> **Task description**: A complete response lists each line of the data below that includes the word "stone".

> **Supplied entries**:
········

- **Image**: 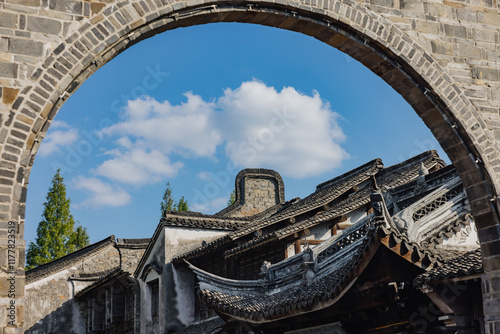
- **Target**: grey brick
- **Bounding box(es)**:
[444,24,467,39]
[0,62,17,78]
[27,16,61,35]
[8,37,44,57]
[0,12,17,29]
[49,0,82,14]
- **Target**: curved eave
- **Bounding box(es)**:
[195,228,382,323]
[380,226,443,270]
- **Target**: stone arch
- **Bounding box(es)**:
[1,0,500,331]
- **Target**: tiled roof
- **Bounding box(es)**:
[162,211,250,231]
[173,158,382,263]
[229,158,383,238]
[116,238,151,245]
[71,267,121,280]
[26,236,116,284]
[75,268,131,298]
[414,248,482,288]
[198,224,377,322]
[194,217,442,322]
[222,151,443,258]
[175,151,443,264]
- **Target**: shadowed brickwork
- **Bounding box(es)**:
[0,0,499,332]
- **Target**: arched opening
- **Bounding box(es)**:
[18,1,497,265]
[25,22,450,243]
[3,1,499,331]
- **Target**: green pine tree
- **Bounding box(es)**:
[160,181,175,216]
[175,196,189,212]
[160,182,189,216]
[26,170,90,270]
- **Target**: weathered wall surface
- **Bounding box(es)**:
[0,0,499,332]
[136,227,228,334]
[23,240,120,333]
[116,239,150,273]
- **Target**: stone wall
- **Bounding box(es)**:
[23,237,145,334]
[116,239,150,274]
[219,169,285,218]
[240,177,278,217]
[0,0,499,331]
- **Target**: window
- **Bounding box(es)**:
[92,297,104,331]
[148,279,159,323]
[112,285,125,323]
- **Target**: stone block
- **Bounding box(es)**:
[8,38,43,57]
[400,0,423,11]
[484,11,500,26]
[478,226,500,244]
[430,40,454,55]
[444,24,467,38]
[475,67,499,81]
[484,298,500,315]
[471,28,496,42]
[6,0,40,6]
[49,0,82,14]
[414,20,439,34]
[2,88,20,105]
[27,16,61,35]
[458,44,482,59]
[0,63,17,79]
[0,12,18,29]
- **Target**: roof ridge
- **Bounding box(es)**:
[315,158,383,191]
[378,150,443,178]
[26,236,116,284]
[164,210,250,221]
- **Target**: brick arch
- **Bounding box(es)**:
[1,0,500,331]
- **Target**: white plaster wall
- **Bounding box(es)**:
[139,232,165,334]
[164,227,228,261]
[173,266,196,326]
[138,226,228,333]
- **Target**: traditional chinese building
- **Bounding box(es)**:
[24,150,484,334]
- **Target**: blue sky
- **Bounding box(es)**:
[25,23,447,244]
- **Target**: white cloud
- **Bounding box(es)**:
[101,94,222,157]
[38,121,79,157]
[73,176,131,207]
[94,148,183,185]
[217,80,348,178]
[94,79,348,193]
[191,197,228,214]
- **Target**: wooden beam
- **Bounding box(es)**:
[294,240,301,254]
[424,290,454,314]
[337,222,353,229]
[299,239,322,245]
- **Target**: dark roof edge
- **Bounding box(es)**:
[413,248,482,288]
[315,158,383,191]
[75,268,129,299]
[216,168,285,217]
[134,219,166,278]
[26,236,116,284]
[116,238,151,248]
[164,210,249,220]
[378,150,445,177]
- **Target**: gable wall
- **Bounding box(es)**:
[24,243,120,333]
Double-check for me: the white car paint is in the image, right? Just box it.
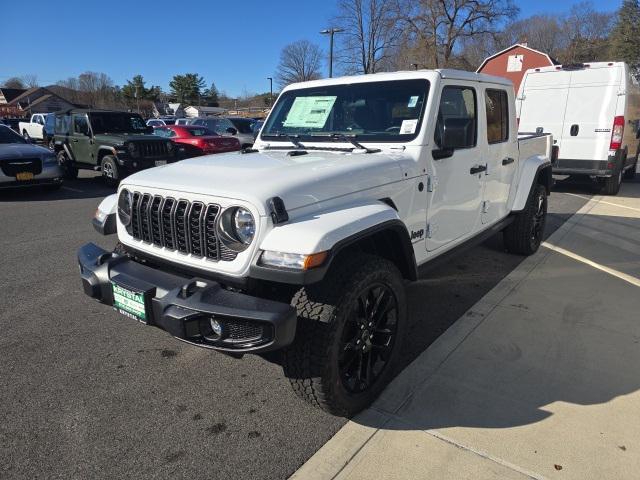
[516,62,640,175]
[18,114,48,140]
[115,69,551,278]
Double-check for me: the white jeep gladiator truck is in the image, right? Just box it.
[18,113,48,141]
[79,70,553,416]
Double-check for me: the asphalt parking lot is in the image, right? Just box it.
[0,172,592,480]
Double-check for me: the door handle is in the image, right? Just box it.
[470,164,487,175]
[502,157,515,166]
[570,124,579,136]
[72,139,78,142]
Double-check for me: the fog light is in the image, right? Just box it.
[210,318,223,336]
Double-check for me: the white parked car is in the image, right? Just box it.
[517,61,639,194]
[80,69,553,416]
[18,113,49,141]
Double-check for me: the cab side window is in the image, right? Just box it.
[73,114,89,135]
[485,89,509,144]
[55,115,71,135]
[434,86,477,150]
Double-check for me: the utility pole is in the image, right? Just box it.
[320,28,344,78]
[267,77,273,108]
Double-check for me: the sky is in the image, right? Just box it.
[1,0,623,98]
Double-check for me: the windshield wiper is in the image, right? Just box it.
[261,132,306,149]
[309,133,380,153]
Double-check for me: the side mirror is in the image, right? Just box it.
[226,127,238,135]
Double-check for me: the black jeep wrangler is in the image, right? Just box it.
[53,109,179,185]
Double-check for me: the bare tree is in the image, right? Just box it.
[400,0,518,68]
[275,40,323,87]
[333,0,402,74]
[2,77,25,89]
[561,2,614,63]
[20,74,39,88]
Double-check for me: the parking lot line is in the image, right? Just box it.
[541,241,640,288]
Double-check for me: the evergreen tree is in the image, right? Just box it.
[205,82,219,106]
[169,73,206,104]
[610,0,640,76]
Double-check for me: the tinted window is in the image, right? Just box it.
[153,128,170,137]
[0,125,26,144]
[228,118,254,134]
[262,79,429,142]
[485,89,509,144]
[55,114,71,135]
[90,113,148,134]
[194,118,235,135]
[187,127,215,137]
[73,114,90,135]
[434,86,477,149]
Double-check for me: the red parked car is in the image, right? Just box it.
[153,125,241,157]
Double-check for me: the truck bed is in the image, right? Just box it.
[518,132,553,163]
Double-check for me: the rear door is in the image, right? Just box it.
[560,65,622,161]
[518,69,571,150]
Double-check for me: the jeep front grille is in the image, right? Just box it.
[138,141,169,158]
[129,192,237,262]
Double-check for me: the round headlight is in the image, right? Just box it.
[117,188,132,226]
[218,206,255,251]
[233,208,255,245]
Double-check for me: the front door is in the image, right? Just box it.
[482,87,517,225]
[70,113,93,165]
[427,84,484,252]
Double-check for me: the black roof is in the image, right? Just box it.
[56,108,140,115]
[0,88,27,102]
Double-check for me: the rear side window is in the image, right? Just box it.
[435,86,477,149]
[485,89,509,144]
[55,114,71,135]
[73,114,89,135]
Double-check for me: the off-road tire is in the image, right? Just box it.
[600,168,622,195]
[57,150,78,180]
[504,184,547,255]
[101,155,120,186]
[282,253,407,417]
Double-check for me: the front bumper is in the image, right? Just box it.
[78,243,297,353]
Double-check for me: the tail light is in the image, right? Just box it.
[610,116,624,150]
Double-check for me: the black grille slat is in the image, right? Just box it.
[161,198,176,249]
[150,196,163,246]
[204,205,220,260]
[128,191,228,261]
[139,194,152,243]
[135,141,168,158]
[175,200,189,253]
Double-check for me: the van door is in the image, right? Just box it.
[427,84,484,251]
[482,87,517,225]
[560,65,622,162]
[518,70,572,149]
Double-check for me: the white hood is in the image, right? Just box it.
[123,149,407,215]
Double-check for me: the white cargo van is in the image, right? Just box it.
[517,62,639,195]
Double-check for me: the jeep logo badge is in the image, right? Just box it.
[411,229,424,240]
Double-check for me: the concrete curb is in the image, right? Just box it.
[290,193,604,480]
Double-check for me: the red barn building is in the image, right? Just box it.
[477,44,557,92]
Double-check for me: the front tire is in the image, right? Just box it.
[504,184,547,255]
[101,155,120,186]
[283,253,407,416]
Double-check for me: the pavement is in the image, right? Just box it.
[292,179,640,480]
[0,171,600,480]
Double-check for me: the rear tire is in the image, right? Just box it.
[101,155,120,186]
[283,253,407,417]
[623,161,637,180]
[57,150,78,180]
[504,184,547,255]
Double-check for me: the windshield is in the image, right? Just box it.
[193,118,236,135]
[0,125,26,144]
[89,112,149,134]
[262,79,429,143]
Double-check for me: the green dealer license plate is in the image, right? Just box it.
[112,283,148,323]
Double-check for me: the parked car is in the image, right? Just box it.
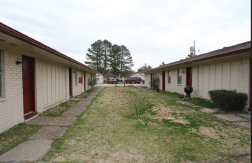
[124,77,142,84]
[115,78,123,82]
[107,78,118,84]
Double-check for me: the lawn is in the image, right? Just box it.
[75,87,97,98]
[184,97,216,108]
[41,87,251,162]
[0,123,42,155]
[39,100,79,117]
[159,90,184,98]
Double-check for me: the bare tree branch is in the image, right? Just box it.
[114,87,149,116]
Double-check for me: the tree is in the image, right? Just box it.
[115,87,149,116]
[85,40,104,72]
[159,62,165,67]
[102,40,112,74]
[138,63,152,72]
[119,45,134,77]
[109,44,121,76]
[85,39,134,76]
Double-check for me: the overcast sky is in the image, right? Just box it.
[0,0,250,71]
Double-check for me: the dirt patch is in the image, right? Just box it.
[199,127,220,139]
[147,121,158,126]
[197,153,251,163]
[143,105,193,124]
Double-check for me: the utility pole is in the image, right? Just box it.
[193,40,196,56]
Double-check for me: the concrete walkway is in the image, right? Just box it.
[138,87,251,129]
[0,87,104,162]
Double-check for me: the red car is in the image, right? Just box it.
[124,77,142,84]
[107,78,118,84]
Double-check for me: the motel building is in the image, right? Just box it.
[144,41,251,111]
[0,23,97,133]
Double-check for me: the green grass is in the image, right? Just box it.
[159,90,184,98]
[39,100,79,116]
[184,98,216,108]
[40,87,251,162]
[75,87,97,98]
[0,123,42,155]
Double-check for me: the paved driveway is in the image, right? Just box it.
[95,83,145,87]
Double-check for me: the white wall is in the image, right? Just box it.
[96,74,104,84]
[145,73,151,87]
[42,61,68,110]
[72,69,85,97]
[165,68,186,95]
[0,50,24,133]
[196,59,248,99]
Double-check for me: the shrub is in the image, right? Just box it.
[208,89,248,111]
[152,73,160,90]
[88,76,97,89]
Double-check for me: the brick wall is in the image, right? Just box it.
[0,50,24,133]
[238,59,249,94]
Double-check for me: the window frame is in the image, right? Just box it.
[168,70,171,84]
[177,69,182,84]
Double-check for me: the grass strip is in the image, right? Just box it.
[39,100,79,117]
[184,98,216,108]
[0,123,42,155]
[75,87,97,98]
[159,90,184,98]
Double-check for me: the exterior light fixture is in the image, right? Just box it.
[16,60,22,65]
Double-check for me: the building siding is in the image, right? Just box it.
[0,51,24,133]
[144,57,250,110]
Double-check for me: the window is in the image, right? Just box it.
[96,75,99,81]
[75,69,77,85]
[0,50,2,97]
[168,70,171,83]
[178,69,182,84]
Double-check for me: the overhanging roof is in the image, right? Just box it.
[0,22,97,73]
[144,41,251,73]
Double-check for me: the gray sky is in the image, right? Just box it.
[0,0,250,71]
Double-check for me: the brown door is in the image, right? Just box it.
[84,71,86,91]
[186,67,192,87]
[22,55,35,117]
[69,68,73,98]
[162,71,165,91]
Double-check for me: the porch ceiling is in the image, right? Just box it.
[0,30,96,74]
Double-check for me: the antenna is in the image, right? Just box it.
[188,40,199,58]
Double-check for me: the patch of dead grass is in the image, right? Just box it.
[143,105,193,124]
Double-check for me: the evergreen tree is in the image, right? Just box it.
[85,40,103,72]
[109,44,121,76]
[119,45,134,77]
[102,40,112,74]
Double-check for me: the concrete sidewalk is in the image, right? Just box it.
[0,87,104,162]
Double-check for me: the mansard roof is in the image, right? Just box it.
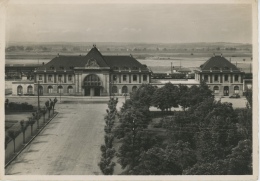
[37,46,148,71]
[200,55,242,72]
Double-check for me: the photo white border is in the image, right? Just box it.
[0,0,258,180]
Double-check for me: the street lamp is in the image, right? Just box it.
[59,80,63,103]
[37,81,40,112]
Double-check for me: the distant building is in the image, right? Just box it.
[195,55,245,96]
[12,45,151,96]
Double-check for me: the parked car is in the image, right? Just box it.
[229,94,240,98]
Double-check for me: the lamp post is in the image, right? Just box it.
[59,80,63,103]
[37,81,40,112]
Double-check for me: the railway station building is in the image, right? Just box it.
[12,45,151,96]
[194,55,245,96]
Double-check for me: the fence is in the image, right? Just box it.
[5,110,55,164]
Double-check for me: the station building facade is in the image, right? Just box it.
[194,55,245,96]
[12,45,151,96]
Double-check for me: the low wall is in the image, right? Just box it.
[5,110,54,163]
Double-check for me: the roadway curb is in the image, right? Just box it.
[5,112,59,169]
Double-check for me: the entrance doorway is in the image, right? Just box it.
[85,88,90,96]
[223,86,229,96]
[94,87,100,96]
[83,74,102,96]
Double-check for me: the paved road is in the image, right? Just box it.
[5,100,108,175]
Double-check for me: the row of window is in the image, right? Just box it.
[112,74,148,82]
[203,74,239,82]
[17,85,74,94]
[47,85,73,93]
[17,85,33,94]
[38,74,73,82]
[213,86,239,93]
[111,86,137,94]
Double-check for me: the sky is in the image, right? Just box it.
[5,3,252,44]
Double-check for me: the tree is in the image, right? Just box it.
[42,107,47,124]
[20,120,28,144]
[227,139,252,175]
[28,117,36,136]
[8,129,20,153]
[178,84,190,111]
[53,97,58,114]
[130,84,156,108]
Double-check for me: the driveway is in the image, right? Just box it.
[5,99,108,175]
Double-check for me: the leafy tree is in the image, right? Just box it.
[131,84,156,108]
[178,85,190,111]
[152,83,179,112]
[117,131,158,172]
[227,139,252,174]
[8,129,20,153]
[20,120,28,144]
[28,117,36,136]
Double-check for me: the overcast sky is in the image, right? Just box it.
[5,3,252,44]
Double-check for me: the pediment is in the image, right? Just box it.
[85,58,100,67]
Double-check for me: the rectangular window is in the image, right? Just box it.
[235,75,239,81]
[39,75,42,81]
[58,75,62,82]
[123,75,127,81]
[143,75,147,81]
[133,75,137,81]
[48,75,52,81]
[68,75,72,81]
[214,75,218,81]
[204,75,208,82]
[224,75,229,81]
[113,75,117,81]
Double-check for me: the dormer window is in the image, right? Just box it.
[69,66,74,69]
[212,66,219,70]
[50,66,55,70]
[224,67,230,70]
[123,66,128,70]
[113,66,119,70]
[60,66,64,70]
[132,66,138,70]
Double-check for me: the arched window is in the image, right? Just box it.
[234,86,239,94]
[47,86,53,93]
[84,74,101,86]
[27,85,33,94]
[213,86,219,93]
[17,85,23,95]
[58,85,63,93]
[122,86,128,93]
[132,86,137,92]
[67,86,73,93]
[213,66,219,70]
[112,86,118,93]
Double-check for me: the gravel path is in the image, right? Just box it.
[5,100,108,175]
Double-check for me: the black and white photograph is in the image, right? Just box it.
[1,0,258,180]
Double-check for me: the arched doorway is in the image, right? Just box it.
[83,74,102,96]
[27,85,33,94]
[224,86,229,96]
[39,86,43,96]
[17,85,23,95]
[234,86,239,94]
[122,86,128,94]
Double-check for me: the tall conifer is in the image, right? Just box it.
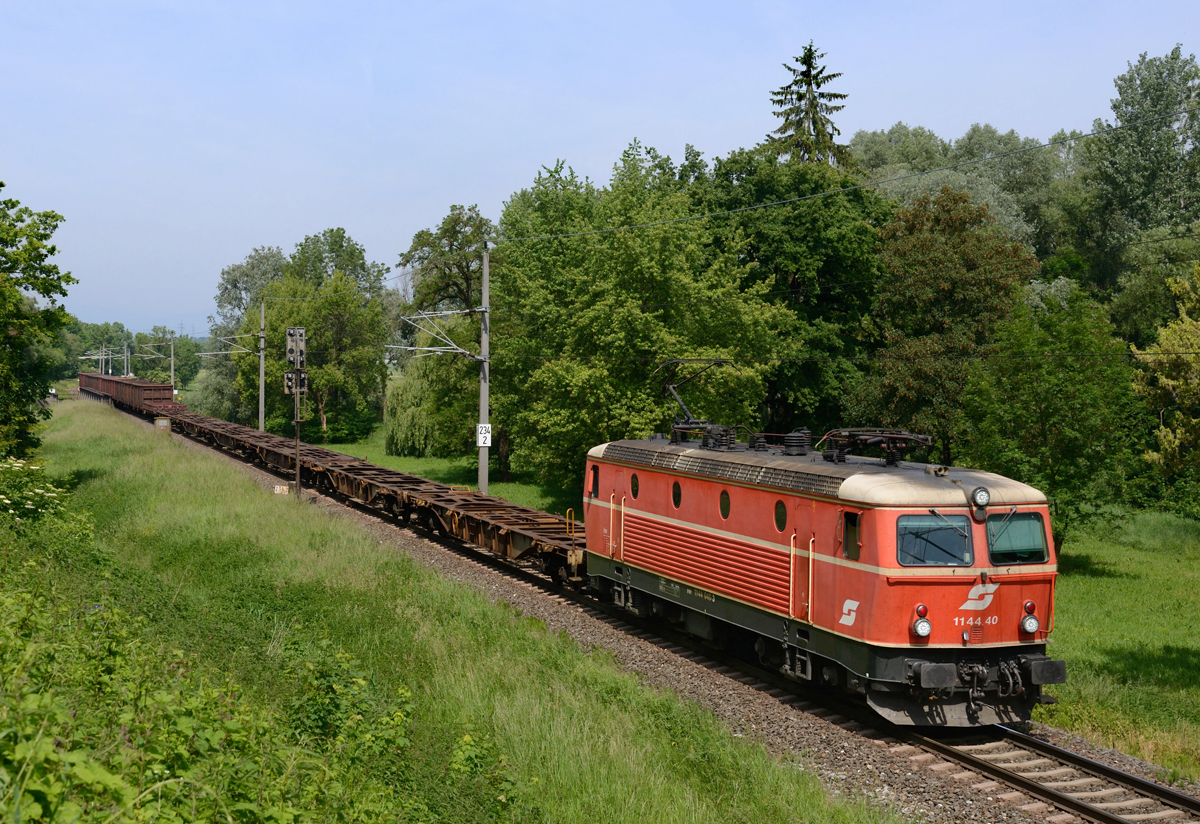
[767,41,851,167]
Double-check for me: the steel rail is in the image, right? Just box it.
[998,725,1200,819]
[908,732,1133,823]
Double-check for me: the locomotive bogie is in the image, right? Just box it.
[584,438,1067,726]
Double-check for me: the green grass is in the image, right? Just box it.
[1037,511,1200,780]
[35,400,893,824]
[323,426,582,518]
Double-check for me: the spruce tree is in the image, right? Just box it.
[767,41,851,166]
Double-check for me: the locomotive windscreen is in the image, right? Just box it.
[986,512,1049,565]
[896,514,974,566]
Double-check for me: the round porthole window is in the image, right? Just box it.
[630,473,639,499]
[774,500,787,532]
[719,490,730,519]
[672,480,682,509]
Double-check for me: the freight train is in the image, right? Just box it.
[80,372,1065,727]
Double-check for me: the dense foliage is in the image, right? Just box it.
[493,148,791,487]
[848,189,1040,465]
[0,183,75,455]
[960,280,1143,540]
[376,42,1200,534]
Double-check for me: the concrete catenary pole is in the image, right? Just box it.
[478,242,490,495]
[258,300,265,431]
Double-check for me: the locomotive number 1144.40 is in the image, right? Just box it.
[954,615,998,627]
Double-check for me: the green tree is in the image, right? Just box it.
[850,121,1081,252]
[1133,264,1200,479]
[384,316,481,459]
[766,41,851,166]
[130,327,202,387]
[196,246,288,422]
[385,206,495,463]
[1109,223,1200,346]
[0,183,75,455]
[1080,45,1200,290]
[849,122,949,174]
[847,188,1040,464]
[960,278,1139,541]
[237,271,387,441]
[68,320,133,374]
[701,144,891,434]
[287,227,389,294]
[496,147,790,487]
[400,205,494,312]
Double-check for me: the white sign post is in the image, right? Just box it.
[476,424,493,448]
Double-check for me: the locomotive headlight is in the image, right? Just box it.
[971,486,991,508]
[1020,614,1040,634]
[913,617,933,637]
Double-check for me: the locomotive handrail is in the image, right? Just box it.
[619,496,626,562]
[609,493,616,559]
[807,535,815,623]
[788,531,797,618]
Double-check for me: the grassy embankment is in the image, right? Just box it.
[27,399,891,823]
[1038,515,1200,781]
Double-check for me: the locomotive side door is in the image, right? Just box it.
[791,497,815,622]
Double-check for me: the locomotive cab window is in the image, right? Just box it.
[987,511,1048,565]
[589,465,599,498]
[896,513,973,566]
[672,481,682,509]
[841,512,861,561]
[719,490,730,519]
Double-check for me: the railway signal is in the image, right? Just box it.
[284,327,307,502]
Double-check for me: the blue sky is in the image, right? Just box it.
[3,0,1197,333]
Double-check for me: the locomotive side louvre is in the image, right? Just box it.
[584,437,1067,727]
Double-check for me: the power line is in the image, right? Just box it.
[499,105,1200,244]
[485,349,1190,365]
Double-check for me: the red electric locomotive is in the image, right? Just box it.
[583,426,1066,727]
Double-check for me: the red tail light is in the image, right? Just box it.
[1024,600,1036,614]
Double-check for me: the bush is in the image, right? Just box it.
[0,456,67,530]
[0,463,436,822]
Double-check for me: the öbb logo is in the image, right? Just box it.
[959,582,1000,611]
[838,599,860,626]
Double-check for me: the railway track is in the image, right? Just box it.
[97,393,1199,824]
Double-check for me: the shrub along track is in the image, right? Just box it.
[104,401,1200,824]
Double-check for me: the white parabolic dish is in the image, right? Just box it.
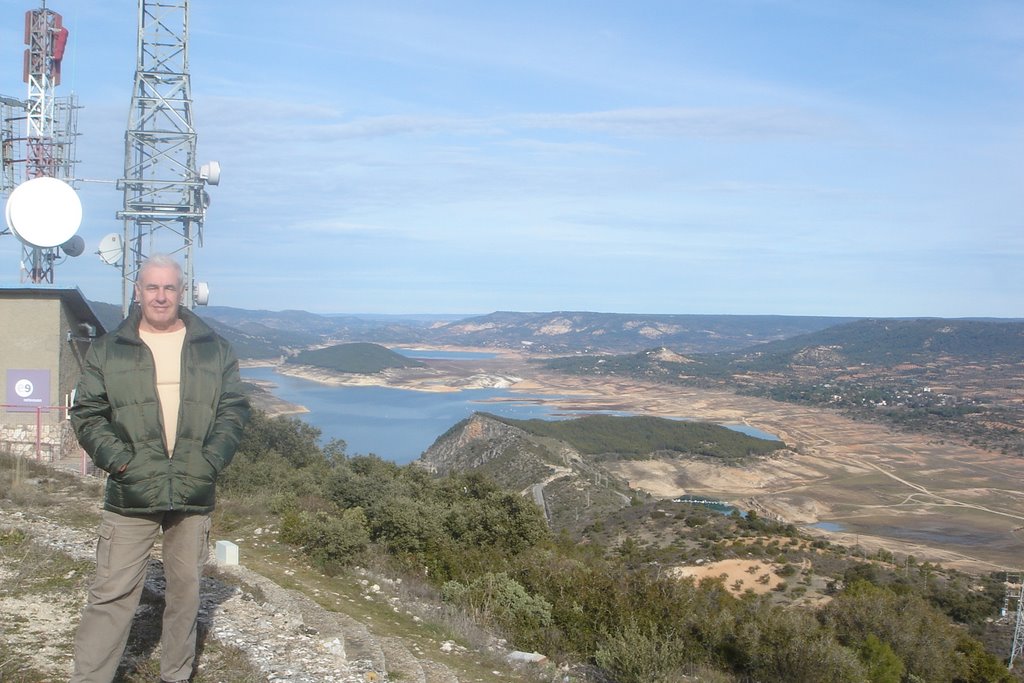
[5,176,83,248]
[97,232,123,265]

········

> **Result**:
- **Target**: stone arch
- **Target**: stone wall
- **Target**: stone block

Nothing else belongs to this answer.